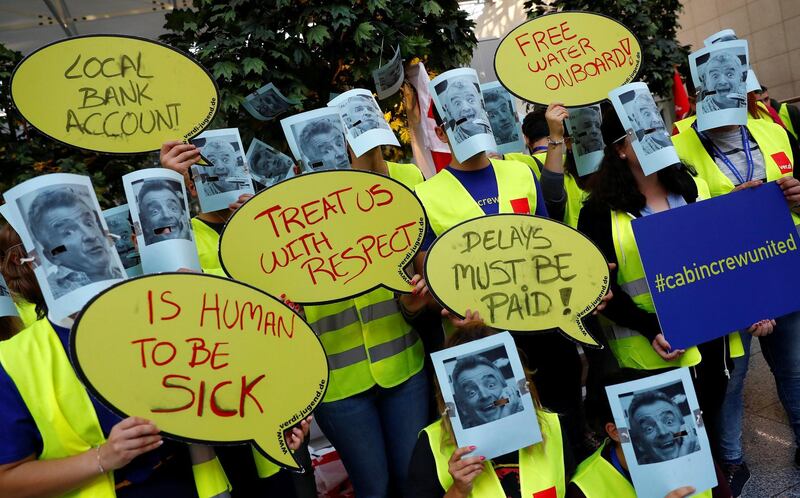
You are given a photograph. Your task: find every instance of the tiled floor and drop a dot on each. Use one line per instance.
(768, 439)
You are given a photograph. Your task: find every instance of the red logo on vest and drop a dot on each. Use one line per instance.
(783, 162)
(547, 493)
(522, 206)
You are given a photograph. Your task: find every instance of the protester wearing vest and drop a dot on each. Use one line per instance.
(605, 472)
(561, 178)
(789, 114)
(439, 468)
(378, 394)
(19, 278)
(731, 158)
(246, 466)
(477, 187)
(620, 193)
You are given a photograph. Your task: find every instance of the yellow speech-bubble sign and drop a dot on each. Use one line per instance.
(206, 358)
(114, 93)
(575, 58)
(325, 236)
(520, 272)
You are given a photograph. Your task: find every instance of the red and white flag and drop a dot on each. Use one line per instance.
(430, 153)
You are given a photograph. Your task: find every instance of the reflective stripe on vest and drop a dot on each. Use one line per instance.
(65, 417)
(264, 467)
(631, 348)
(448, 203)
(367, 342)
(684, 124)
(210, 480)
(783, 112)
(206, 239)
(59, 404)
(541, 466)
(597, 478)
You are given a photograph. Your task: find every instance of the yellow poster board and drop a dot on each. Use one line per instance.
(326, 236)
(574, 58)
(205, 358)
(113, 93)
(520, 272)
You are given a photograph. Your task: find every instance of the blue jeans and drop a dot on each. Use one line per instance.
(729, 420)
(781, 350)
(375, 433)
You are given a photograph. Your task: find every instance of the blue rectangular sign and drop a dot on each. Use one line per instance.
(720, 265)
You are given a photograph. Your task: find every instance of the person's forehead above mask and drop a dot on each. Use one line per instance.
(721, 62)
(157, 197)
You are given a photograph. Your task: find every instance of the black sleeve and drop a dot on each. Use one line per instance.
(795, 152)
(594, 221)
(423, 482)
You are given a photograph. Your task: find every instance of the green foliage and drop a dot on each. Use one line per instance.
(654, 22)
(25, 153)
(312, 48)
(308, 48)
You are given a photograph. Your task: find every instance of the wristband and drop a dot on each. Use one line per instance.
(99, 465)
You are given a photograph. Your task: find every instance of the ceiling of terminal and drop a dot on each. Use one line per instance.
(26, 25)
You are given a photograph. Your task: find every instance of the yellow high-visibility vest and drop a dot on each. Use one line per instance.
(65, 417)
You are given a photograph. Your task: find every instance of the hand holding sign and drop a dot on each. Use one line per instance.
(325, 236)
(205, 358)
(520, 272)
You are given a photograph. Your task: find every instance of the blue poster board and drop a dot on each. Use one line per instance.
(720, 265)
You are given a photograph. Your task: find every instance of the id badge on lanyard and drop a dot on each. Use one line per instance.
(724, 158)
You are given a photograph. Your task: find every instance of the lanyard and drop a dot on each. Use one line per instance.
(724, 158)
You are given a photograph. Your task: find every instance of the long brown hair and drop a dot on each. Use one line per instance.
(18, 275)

AIM OF THE EXERCISE
Could you turn the lines above into a numbered list, from the line with "of the lanyard" up to and including the final line, with any blank lines dropped?

OUTPUT OF THE EXERCISE
1. You are given a photograph. Your task: find every instance of the lanyard and drop a dot on each. Use one line per instance.
2. (724, 158)
3. You are given a photograph. Your task: find every instance of the long brown hair and drop a dot on each. Use one line per instance.
4. (18, 275)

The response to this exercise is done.